● What you should do:
Output the listing as a JSON list of strings, one string per line with blank lines omitted, beginning at its first line and ending after the line that contains "[(205, 224), (158, 222)]". Leave the pictures out.

>> BEGIN

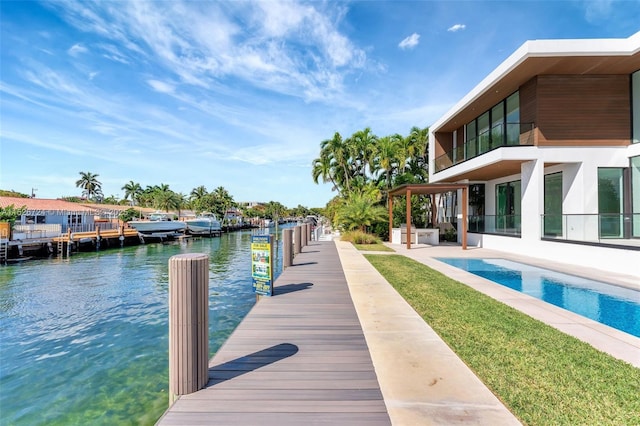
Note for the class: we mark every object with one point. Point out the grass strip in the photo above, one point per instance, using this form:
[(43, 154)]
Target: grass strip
[(372, 247), (543, 376)]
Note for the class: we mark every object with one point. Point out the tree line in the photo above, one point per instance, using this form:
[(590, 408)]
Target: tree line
[(363, 167), (161, 197)]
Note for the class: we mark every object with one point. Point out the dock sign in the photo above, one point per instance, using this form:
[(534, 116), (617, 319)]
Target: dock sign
[(262, 264)]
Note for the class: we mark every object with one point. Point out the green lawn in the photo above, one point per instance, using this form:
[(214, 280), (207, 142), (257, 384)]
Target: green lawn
[(545, 377), (372, 247)]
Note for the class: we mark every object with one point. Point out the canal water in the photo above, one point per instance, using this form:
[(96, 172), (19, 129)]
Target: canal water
[(85, 340)]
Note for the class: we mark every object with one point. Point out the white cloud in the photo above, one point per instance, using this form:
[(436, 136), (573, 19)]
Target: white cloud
[(456, 27), (160, 86), (410, 42), (77, 49), (596, 10)]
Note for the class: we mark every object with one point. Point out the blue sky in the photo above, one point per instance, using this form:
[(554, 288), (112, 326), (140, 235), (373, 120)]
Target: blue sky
[(240, 94)]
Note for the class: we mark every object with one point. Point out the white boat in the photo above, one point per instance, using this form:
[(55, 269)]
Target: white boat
[(205, 224), (158, 222)]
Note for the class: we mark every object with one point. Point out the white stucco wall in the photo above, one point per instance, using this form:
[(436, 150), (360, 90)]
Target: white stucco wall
[(604, 258)]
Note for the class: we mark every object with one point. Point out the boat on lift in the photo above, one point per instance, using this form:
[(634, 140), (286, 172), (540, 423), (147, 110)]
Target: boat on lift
[(159, 222), (204, 224)]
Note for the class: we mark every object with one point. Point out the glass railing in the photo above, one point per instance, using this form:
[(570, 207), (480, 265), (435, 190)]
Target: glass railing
[(498, 224), (511, 134), (593, 228)]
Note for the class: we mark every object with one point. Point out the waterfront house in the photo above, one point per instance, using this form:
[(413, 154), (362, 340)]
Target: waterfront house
[(47, 218), (549, 146)]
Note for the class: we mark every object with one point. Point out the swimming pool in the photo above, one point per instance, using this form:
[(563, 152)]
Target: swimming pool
[(614, 306)]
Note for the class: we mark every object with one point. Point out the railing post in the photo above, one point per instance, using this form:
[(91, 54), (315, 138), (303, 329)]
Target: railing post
[(297, 239), (188, 324), (287, 249), (304, 234)]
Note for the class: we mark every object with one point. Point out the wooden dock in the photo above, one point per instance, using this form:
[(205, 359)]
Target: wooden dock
[(298, 358), (109, 236)]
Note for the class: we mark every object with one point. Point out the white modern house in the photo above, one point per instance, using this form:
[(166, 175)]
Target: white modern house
[(549, 146)]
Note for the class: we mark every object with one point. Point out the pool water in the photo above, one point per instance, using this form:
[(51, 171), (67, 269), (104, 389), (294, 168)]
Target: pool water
[(614, 306)]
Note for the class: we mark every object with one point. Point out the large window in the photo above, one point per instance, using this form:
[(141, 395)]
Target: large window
[(508, 207), (635, 106), (635, 195), (553, 205), (484, 136), (513, 119), (611, 202), (476, 207), (497, 127)]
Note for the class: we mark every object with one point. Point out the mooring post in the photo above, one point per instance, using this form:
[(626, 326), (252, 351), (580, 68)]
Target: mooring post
[(304, 234), (309, 233), (188, 324), (287, 252), (297, 239)]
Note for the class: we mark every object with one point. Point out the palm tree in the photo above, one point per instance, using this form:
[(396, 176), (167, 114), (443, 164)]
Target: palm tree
[(223, 200), (198, 193), (322, 167), (362, 146), (359, 211), (338, 153), (90, 185), (133, 190), (388, 158)]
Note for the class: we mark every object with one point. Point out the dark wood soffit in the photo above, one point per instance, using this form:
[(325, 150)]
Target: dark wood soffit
[(492, 171), (427, 188), (531, 67)]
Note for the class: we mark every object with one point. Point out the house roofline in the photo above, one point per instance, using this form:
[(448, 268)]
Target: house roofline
[(614, 47)]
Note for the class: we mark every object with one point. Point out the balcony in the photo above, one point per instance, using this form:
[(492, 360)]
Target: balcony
[(510, 225), (611, 229), (501, 135)]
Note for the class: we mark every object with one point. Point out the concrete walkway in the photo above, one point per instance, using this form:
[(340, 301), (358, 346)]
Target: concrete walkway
[(422, 380), (607, 339)]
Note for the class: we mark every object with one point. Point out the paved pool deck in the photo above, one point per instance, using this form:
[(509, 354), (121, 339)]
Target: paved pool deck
[(607, 339), (338, 345)]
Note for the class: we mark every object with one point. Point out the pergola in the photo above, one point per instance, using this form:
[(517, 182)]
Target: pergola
[(429, 188)]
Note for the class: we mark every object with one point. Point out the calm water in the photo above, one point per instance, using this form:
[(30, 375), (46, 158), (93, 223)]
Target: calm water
[(614, 306), (85, 341)]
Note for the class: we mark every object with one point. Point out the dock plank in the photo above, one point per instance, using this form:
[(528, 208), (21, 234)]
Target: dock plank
[(299, 357)]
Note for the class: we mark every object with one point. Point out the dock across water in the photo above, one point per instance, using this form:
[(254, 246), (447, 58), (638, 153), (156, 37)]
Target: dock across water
[(299, 357)]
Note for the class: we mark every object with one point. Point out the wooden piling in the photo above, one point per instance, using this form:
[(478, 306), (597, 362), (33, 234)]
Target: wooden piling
[(188, 323), (305, 240), (287, 249), (297, 239)]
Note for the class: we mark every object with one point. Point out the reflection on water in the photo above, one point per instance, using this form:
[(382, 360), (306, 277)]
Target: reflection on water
[(85, 340)]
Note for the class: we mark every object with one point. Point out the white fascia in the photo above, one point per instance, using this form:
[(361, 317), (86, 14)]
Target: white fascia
[(541, 49)]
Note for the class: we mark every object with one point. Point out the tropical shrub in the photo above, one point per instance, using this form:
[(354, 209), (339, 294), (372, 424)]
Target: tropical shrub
[(359, 237), (360, 210)]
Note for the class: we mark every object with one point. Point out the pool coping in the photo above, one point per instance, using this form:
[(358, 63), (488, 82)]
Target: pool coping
[(607, 339)]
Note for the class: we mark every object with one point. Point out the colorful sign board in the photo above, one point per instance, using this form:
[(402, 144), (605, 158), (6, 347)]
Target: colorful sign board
[(262, 264)]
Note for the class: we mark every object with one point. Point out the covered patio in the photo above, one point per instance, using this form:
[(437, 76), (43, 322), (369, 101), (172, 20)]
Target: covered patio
[(428, 188)]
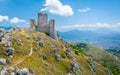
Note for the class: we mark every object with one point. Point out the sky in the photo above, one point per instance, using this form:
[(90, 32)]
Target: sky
[(86, 15)]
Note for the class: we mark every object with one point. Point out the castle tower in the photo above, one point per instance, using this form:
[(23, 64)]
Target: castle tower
[(42, 19), (52, 29), (45, 19), (32, 24)]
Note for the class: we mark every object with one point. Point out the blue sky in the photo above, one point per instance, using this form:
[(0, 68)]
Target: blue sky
[(69, 14)]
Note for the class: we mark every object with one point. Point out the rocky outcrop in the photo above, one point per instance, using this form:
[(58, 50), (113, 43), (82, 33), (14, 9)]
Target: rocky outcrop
[(9, 51), (2, 61)]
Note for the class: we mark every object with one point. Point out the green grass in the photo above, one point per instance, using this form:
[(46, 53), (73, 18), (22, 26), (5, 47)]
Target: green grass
[(50, 66)]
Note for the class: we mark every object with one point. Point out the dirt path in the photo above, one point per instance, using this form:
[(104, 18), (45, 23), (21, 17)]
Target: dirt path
[(22, 60)]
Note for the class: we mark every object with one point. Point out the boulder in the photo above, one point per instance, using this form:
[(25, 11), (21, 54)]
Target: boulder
[(74, 67), (24, 71), (41, 44), (9, 44), (55, 51), (9, 51), (44, 57), (58, 57), (2, 61), (12, 73)]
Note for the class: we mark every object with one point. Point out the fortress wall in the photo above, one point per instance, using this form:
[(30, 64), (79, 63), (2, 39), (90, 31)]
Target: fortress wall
[(40, 19), (43, 29), (52, 30), (32, 23), (45, 19)]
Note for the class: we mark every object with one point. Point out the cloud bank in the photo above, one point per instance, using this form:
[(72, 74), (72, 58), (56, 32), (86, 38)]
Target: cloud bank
[(89, 27), (84, 10), (56, 7), (16, 20), (4, 18)]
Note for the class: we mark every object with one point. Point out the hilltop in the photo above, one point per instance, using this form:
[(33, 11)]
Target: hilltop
[(26, 52)]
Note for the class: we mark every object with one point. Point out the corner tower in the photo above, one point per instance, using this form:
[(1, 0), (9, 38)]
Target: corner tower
[(52, 29)]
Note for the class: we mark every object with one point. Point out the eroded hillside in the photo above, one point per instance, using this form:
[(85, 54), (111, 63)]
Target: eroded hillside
[(26, 52)]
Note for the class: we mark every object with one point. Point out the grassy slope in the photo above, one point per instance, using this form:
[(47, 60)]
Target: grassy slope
[(49, 66)]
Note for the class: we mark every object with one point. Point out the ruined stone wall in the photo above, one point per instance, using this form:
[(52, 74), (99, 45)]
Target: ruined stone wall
[(42, 19), (44, 26), (43, 29), (52, 29), (32, 24)]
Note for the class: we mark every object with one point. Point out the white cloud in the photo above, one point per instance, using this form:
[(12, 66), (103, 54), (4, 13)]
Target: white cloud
[(84, 10), (89, 27), (4, 18), (56, 7), (16, 20)]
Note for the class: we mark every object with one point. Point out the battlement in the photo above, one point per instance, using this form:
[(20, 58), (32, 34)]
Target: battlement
[(44, 26)]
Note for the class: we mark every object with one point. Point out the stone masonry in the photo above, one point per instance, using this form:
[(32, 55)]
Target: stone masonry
[(44, 26)]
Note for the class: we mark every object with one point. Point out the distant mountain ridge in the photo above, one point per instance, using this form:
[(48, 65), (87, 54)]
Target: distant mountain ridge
[(103, 38)]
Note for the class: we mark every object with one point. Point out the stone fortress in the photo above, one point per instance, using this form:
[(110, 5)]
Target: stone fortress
[(44, 26)]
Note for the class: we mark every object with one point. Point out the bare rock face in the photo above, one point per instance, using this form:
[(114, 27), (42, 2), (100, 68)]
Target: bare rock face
[(24, 71), (2, 61), (74, 66), (9, 51), (58, 57), (68, 53)]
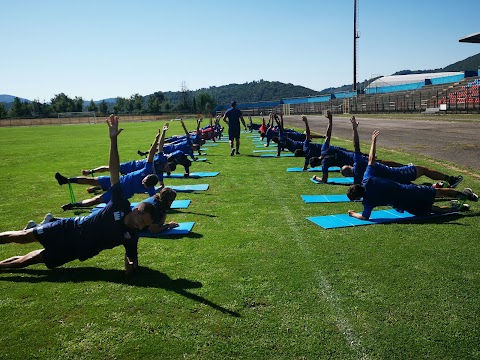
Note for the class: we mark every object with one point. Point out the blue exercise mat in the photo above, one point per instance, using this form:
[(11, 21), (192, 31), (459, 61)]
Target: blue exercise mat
[(315, 169), (177, 204), (275, 155), (182, 229), (342, 181), (189, 188), (193, 175), (377, 217), (310, 199)]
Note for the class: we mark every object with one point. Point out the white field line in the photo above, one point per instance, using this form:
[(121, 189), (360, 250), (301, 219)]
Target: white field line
[(332, 299)]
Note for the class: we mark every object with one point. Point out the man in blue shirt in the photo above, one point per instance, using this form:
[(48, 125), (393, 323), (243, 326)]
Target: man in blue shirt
[(416, 199), (234, 116), (81, 238), (403, 174)]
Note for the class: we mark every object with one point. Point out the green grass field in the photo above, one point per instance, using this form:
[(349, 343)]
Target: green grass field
[(255, 279)]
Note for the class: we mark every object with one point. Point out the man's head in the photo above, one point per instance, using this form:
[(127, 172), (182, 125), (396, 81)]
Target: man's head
[(299, 153), (315, 161), (165, 197), (355, 192), (169, 167), (141, 217), (347, 170), (150, 180)]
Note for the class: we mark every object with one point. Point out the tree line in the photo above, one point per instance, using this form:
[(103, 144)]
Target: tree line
[(156, 103)]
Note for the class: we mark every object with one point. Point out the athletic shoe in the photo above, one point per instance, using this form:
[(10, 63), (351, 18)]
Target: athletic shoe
[(93, 189), (62, 180), (455, 180), (67, 207), (458, 206), (470, 194), (30, 224), (48, 218), (439, 185)]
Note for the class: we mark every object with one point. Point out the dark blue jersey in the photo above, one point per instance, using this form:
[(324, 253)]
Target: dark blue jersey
[(84, 237)]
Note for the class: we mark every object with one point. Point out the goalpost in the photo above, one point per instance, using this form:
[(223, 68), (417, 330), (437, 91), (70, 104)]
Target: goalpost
[(78, 117)]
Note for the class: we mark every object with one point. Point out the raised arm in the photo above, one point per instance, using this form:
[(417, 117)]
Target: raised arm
[(373, 148), (243, 122), (153, 149), (328, 134), (187, 134), (307, 128), (114, 159), (161, 142), (356, 141)]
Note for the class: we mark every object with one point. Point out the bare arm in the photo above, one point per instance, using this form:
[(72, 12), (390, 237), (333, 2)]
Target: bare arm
[(328, 134), (161, 142), (307, 128), (185, 129), (114, 159), (371, 156), (356, 140), (130, 265), (243, 122)]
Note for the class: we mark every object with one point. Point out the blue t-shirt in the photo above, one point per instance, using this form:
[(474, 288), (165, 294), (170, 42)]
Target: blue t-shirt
[(131, 183), (402, 174), (233, 115), (311, 150), (335, 156), (89, 235), (416, 199), (159, 162), (271, 132)]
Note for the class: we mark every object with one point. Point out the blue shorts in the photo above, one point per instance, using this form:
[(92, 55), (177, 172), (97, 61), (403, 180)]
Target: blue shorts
[(56, 238), (422, 199), (104, 182), (403, 174), (233, 133), (127, 167)]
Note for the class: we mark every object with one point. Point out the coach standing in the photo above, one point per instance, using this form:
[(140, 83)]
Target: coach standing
[(234, 116)]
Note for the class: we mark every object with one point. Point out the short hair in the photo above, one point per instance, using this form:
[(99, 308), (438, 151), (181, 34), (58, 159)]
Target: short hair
[(315, 161), (150, 180), (165, 197), (355, 192), (172, 165)]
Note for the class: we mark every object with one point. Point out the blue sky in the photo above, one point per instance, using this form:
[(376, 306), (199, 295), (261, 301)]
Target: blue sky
[(107, 48)]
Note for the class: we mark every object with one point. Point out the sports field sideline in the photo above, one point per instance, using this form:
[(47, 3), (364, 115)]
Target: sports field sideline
[(254, 279)]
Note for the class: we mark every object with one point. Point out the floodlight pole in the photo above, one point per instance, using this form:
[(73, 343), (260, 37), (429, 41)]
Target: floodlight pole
[(355, 38)]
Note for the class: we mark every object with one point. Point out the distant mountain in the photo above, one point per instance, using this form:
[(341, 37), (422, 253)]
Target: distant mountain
[(10, 98), (261, 90), (254, 91)]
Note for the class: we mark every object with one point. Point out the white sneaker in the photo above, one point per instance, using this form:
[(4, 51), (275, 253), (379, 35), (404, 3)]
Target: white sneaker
[(48, 218), (30, 224)]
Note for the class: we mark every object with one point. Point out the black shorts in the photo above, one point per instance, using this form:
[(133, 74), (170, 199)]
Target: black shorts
[(56, 238)]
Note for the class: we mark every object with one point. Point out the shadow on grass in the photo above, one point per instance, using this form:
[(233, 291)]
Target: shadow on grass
[(144, 277), (443, 219)]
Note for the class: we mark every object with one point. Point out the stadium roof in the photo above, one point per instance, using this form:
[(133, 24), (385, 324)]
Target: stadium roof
[(472, 38), (408, 79)]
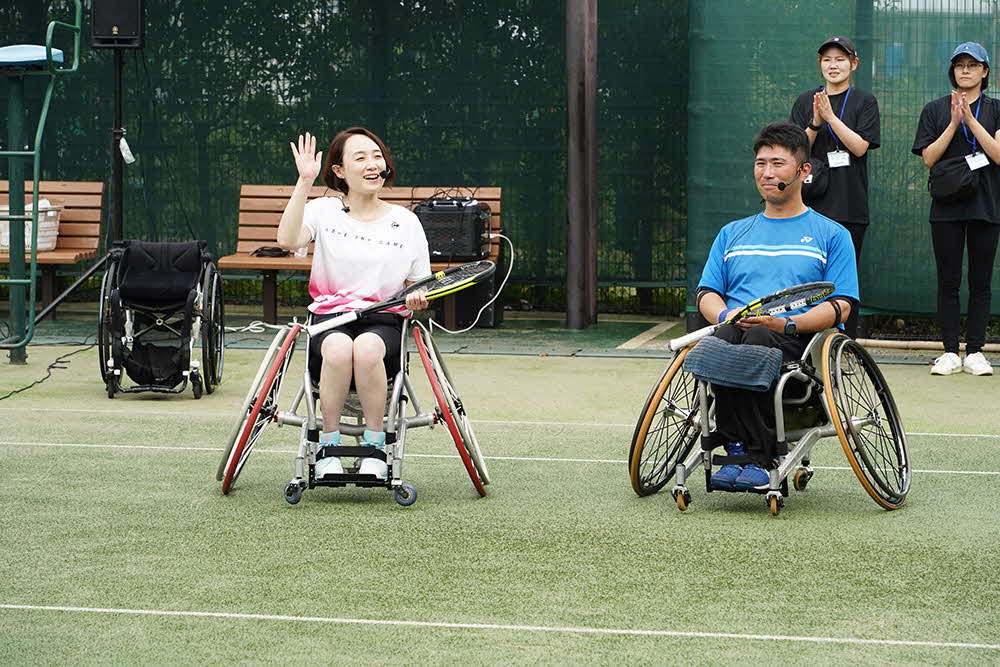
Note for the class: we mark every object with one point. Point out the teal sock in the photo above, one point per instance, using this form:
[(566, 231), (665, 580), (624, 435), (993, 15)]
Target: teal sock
[(376, 438)]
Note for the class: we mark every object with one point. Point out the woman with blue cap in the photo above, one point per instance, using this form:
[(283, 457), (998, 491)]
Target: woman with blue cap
[(958, 138)]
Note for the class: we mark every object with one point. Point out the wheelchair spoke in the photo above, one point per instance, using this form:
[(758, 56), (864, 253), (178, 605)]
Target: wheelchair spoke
[(875, 438), (665, 431)]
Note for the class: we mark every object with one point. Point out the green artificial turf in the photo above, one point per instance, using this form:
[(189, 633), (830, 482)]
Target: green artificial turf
[(137, 521)]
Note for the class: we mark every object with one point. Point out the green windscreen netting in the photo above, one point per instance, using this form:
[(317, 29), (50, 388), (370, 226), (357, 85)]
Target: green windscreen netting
[(473, 92), (465, 92), (751, 59)]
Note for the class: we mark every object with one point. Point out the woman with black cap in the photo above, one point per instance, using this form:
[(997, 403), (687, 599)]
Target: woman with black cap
[(843, 124), (958, 138)]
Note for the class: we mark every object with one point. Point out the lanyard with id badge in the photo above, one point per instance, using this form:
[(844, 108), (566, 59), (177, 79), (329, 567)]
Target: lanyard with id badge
[(839, 157), (977, 160)]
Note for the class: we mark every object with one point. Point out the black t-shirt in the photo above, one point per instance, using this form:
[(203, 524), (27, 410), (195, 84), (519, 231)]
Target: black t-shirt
[(983, 206), (846, 197)]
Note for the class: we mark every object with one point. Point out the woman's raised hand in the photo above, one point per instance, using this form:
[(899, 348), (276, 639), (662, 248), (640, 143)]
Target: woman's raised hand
[(307, 160)]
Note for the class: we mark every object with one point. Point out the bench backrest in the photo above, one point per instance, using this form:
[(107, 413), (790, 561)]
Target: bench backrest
[(80, 222), (261, 207)]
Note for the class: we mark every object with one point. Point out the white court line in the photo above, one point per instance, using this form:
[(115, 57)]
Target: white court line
[(497, 626), (520, 422), (645, 336), (542, 459)]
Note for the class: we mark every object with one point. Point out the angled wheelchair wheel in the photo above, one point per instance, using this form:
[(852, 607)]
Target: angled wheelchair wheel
[(867, 421), (668, 427), (450, 408), (261, 411), (213, 322), (462, 421), (104, 321)]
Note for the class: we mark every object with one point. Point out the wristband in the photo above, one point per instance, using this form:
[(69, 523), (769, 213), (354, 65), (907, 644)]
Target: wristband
[(836, 311)]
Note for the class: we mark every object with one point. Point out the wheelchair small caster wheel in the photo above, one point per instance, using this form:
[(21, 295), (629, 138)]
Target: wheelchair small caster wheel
[(293, 493), (405, 495), (683, 499), (801, 478)]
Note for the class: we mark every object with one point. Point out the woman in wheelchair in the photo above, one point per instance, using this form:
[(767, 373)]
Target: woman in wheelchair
[(365, 250)]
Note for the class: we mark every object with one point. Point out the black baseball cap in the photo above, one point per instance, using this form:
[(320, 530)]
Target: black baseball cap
[(841, 42)]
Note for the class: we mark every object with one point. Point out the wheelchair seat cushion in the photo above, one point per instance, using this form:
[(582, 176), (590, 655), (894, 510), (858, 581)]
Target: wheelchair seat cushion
[(160, 274), (752, 367)]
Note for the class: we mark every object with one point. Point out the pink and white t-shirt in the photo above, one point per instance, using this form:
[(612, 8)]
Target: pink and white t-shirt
[(356, 264)]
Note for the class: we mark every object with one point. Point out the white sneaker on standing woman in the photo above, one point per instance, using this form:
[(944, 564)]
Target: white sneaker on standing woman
[(977, 364), (947, 364)]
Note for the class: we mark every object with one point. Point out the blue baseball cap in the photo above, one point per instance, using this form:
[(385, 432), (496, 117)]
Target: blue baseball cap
[(974, 49)]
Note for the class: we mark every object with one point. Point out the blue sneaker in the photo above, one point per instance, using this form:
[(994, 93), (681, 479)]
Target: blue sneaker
[(725, 477), (753, 478)]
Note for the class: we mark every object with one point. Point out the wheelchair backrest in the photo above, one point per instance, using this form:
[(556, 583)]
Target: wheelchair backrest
[(159, 274)]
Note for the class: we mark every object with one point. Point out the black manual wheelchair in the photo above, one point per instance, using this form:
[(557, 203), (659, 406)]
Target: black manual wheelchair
[(834, 390), (158, 303)]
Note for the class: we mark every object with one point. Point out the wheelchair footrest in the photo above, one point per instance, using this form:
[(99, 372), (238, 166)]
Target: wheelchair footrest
[(359, 452), (725, 459), (353, 479)]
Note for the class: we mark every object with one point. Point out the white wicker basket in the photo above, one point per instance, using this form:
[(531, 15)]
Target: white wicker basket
[(48, 227)]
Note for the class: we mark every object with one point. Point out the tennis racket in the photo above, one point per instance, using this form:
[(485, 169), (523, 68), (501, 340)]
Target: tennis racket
[(782, 301), (437, 285)]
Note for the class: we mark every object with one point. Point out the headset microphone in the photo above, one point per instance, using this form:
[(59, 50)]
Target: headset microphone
[(782, 186)]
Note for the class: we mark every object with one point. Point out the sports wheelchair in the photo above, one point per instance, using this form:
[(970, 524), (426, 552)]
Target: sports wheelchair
[(834, 389), (159, 301), (403, 411)]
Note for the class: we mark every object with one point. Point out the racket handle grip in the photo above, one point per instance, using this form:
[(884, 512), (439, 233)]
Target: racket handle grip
[(346, 318), (693, 337)]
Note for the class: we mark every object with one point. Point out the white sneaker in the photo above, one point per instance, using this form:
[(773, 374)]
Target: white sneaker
[(373, 466), (947, 364), (977, 364), (331, 465)]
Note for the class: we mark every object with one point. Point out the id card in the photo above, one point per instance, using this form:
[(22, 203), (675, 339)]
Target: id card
[(977, 160), (838, 159)]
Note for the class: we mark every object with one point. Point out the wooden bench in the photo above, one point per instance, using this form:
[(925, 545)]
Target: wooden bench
[(260, 211), (79, 227)]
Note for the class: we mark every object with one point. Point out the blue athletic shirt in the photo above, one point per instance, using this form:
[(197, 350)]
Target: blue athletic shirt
[(757, 255)]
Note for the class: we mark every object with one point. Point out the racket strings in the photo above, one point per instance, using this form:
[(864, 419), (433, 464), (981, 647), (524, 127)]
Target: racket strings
[(465, 273)]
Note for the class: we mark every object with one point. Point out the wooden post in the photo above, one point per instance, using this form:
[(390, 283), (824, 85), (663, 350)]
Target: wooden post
[(581, 173)]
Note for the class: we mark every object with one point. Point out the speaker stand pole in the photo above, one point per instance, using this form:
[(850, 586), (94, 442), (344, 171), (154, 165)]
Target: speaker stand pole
[(117, 133)]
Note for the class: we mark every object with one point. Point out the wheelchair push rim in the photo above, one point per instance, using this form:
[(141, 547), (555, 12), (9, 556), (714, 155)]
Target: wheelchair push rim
[(867, 421), (234, 434), (463, 421), (212, 329), (667, 428), (438, 380), (262, 412), (104, 321)]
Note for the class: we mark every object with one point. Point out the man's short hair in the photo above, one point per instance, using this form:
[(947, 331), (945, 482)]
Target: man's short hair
[(785, 135)]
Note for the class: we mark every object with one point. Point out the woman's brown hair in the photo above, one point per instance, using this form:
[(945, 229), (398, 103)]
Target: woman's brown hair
[(335, 156)]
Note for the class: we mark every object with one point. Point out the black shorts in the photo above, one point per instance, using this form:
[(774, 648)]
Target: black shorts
[(387, 326)]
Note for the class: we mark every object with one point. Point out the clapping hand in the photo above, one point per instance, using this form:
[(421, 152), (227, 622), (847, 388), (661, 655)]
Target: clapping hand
[(821, 107), (958, 107), (307, 160)]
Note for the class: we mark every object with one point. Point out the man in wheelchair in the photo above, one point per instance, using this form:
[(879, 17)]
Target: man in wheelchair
[(786, 244)]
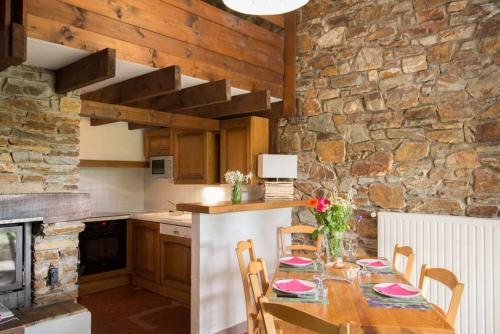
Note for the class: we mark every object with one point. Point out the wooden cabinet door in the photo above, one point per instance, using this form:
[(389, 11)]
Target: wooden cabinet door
[(175, 261), (195, 157), (158, 142), (242, 140), (146, 236)]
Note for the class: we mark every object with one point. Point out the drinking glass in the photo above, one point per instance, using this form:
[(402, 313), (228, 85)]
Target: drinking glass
[(364, 275), (351, 247)]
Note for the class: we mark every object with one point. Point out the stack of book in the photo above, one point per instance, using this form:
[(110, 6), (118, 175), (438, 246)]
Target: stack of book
[(278, 190)]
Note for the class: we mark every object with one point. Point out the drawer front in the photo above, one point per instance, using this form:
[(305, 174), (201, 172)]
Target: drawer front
[(178, 231)]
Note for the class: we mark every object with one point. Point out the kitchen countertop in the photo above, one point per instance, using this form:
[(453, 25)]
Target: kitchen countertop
[(225, 207), (172, 218)]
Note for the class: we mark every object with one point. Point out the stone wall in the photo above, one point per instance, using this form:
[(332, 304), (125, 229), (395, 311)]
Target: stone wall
[(401, 106), (39, 133), (39, 145)]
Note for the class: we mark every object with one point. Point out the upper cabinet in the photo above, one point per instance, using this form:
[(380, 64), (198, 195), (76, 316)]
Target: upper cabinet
[(241, 141), (158, 142), (196, 157)]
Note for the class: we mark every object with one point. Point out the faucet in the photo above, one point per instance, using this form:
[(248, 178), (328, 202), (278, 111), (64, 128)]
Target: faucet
[(172, 204)]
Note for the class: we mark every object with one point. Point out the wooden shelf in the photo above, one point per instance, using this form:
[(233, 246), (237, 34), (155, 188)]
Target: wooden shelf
[(114, 163), (224, 207)]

>> END

● Solution for this exercise:
[
  "Note for the class: we mark every object with one point. Point out the grass strip in the photo above, one point per instance, using this form:",
  "[(43, 154)]",
  "Target: grass strip",
  "[(372, 247), (543, 376)]",
  "Note for the class: we mark every object with one point. Point out the tree line in the photo above, one point per instance, using this form:",
  "[(590, 408)]",
  "Target: tree line",
  "[(363, 167), (161, 197)]",
  "Note for the class: we mark every object with one point. Point out the dock sign in the photo above, one point per instance, using this form:",
  "[(534, 116), (617, 319)]",
  "Target: dock sign",
  "[(262, 264)]",
  "Note for the class: we mark every object with one point. Point out the green lawn in the photo above, one point per instance, using this form:",
  "[(214, 280), (207, 142), (257, 384)]",
  "Target: green lawn",
  "[(545, 377), (372, 247)]",
  "Note for the class: we mark every object with one point. Point out the canal water in the photo above, one point per instance, using this form:",
  "[(96, 172), (19, 129)]",
  "Target: canal water",
  "[(85, 340)]",
  "Note for the class: we mark every object with one point. Point out the white cloud in the photo above, one point per instance, using this form:",
  "[(436, 136), (573, 19)]",
  "Target: white cloud",
  "[(456, 27), (160, 86), (410, 42), (77, 49), (596, 10)]",
  "Note for the class: we mark every object with one point. Point out the blue sky in the photo above, one point per instance, using this form:",
  "[(554, 288), (112, 326), (140, 235), (373, 120)]",
  "Target: blue sky",
  "[(240, 94)]",
  "Note for the class: we mark every object with one point. Point out the white boat in the photo above, one point per instance, using this form:",
  "[(55, 269)]",
  "Target: white boat",
  "[(205, 224), (158, 222)]"
]